# [Directions for this task]
Find each row below that contains the string "residential" and copy those rows.

[Data listing]

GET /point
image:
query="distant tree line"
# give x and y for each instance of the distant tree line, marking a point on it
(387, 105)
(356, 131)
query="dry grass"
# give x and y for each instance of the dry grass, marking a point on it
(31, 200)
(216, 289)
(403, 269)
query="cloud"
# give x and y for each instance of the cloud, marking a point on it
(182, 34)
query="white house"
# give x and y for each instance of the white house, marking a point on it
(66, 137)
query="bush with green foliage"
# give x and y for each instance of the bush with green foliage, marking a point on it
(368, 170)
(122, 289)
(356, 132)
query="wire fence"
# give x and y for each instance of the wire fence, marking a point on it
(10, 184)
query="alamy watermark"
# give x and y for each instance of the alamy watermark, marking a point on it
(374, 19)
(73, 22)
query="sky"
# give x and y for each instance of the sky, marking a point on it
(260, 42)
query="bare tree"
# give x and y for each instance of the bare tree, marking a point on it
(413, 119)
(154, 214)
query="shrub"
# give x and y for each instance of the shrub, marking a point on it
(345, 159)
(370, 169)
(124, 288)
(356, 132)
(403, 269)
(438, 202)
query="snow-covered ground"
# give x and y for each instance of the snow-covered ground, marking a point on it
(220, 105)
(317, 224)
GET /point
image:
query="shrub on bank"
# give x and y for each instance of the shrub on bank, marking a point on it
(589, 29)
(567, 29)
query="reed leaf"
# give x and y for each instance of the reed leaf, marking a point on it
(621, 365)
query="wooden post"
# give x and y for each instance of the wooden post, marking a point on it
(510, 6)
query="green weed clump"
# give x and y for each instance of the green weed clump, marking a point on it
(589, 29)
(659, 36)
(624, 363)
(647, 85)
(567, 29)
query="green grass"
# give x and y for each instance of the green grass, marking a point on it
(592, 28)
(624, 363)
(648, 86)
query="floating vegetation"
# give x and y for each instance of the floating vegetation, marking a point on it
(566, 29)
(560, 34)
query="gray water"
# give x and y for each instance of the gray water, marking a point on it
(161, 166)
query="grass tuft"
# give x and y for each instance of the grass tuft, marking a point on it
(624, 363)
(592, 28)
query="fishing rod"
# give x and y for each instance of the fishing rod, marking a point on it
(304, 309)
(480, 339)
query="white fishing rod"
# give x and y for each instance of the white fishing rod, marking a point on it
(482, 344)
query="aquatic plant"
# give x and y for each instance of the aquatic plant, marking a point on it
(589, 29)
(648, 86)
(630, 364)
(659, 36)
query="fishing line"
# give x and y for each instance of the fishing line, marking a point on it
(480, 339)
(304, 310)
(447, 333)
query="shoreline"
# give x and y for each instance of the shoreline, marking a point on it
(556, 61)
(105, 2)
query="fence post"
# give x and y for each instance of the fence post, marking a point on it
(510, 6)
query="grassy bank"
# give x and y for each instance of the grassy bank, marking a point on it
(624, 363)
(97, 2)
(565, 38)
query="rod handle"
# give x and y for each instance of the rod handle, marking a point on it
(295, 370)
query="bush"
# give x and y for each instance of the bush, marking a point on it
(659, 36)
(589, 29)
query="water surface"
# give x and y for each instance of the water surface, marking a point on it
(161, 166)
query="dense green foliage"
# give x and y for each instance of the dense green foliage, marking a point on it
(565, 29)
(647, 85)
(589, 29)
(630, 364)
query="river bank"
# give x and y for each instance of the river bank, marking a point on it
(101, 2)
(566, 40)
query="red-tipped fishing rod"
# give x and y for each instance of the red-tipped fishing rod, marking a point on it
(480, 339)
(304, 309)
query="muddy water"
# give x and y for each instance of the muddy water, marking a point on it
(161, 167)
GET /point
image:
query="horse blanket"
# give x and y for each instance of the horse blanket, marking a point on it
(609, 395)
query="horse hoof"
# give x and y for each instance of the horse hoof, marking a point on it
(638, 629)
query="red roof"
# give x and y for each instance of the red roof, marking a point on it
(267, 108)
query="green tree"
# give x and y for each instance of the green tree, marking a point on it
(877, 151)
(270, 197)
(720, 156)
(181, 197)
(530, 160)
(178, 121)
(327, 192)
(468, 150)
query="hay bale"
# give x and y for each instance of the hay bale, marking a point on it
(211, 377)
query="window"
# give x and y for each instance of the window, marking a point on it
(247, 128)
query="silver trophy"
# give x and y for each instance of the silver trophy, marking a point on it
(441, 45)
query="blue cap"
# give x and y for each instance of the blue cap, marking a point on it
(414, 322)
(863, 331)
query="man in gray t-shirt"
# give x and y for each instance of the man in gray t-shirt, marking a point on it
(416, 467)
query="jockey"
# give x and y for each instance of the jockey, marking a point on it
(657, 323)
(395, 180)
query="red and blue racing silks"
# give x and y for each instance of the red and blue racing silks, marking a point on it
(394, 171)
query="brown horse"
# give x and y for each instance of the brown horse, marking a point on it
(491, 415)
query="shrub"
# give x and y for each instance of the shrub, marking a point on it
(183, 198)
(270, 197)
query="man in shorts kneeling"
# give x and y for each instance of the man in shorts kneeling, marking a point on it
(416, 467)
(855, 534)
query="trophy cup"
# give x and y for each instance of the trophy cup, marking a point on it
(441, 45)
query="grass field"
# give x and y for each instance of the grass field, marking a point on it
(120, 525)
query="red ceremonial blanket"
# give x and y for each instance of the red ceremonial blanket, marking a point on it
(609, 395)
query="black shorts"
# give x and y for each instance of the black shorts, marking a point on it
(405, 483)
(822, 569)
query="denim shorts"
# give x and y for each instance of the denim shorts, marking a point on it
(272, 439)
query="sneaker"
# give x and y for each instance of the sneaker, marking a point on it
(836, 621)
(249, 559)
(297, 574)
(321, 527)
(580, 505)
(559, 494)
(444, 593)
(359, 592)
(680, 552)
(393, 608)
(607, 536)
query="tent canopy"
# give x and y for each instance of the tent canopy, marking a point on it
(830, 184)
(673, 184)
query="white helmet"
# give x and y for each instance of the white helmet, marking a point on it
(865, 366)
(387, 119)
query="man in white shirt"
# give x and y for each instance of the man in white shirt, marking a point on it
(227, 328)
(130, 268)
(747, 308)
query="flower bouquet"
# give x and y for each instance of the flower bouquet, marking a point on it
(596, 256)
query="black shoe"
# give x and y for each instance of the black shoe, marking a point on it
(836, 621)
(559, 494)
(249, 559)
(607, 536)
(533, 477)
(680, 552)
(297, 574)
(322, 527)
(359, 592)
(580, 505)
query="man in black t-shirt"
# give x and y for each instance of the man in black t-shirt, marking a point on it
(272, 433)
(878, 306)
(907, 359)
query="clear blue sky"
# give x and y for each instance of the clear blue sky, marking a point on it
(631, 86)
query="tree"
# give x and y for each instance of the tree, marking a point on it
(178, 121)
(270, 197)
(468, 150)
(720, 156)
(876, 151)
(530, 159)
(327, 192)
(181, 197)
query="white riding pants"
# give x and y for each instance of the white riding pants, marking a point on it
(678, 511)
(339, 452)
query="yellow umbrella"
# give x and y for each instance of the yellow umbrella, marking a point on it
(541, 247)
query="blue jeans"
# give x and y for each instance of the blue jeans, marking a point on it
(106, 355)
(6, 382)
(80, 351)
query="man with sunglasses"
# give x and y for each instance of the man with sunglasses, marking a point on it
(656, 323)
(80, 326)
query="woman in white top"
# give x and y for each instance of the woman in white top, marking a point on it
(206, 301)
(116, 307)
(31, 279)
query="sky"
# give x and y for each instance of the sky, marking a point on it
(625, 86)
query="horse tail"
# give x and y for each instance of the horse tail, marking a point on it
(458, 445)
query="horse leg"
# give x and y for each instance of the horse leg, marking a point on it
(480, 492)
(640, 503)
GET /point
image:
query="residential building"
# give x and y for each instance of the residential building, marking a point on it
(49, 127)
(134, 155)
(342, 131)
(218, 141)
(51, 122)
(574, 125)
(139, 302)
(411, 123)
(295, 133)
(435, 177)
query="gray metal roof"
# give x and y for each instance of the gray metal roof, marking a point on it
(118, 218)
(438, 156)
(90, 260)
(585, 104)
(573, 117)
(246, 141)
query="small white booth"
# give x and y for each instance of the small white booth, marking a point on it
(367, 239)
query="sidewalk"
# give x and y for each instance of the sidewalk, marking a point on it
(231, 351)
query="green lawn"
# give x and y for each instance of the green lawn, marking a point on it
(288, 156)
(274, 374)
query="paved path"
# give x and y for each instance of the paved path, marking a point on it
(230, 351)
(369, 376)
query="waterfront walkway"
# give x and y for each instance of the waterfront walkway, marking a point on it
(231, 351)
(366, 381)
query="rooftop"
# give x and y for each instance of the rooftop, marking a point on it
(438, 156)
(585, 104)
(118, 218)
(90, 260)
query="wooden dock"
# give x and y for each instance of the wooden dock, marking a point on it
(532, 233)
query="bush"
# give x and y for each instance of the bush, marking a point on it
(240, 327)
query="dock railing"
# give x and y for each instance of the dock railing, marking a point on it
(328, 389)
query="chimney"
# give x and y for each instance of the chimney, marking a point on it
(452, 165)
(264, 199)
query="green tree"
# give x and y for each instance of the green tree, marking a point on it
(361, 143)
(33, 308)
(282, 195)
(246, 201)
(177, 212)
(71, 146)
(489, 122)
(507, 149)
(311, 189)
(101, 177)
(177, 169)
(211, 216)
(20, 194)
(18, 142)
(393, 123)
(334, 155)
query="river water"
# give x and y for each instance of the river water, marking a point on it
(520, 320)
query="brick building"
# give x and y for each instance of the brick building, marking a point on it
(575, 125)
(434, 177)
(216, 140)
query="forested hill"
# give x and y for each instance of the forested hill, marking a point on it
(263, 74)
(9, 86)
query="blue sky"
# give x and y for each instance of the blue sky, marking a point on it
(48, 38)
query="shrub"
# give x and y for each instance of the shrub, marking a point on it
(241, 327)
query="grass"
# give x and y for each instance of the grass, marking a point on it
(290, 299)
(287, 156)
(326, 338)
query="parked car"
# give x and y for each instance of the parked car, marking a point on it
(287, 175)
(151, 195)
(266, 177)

# [Result below]
query="residential building"
# give x and y for each instance of the residential building, marking a point on it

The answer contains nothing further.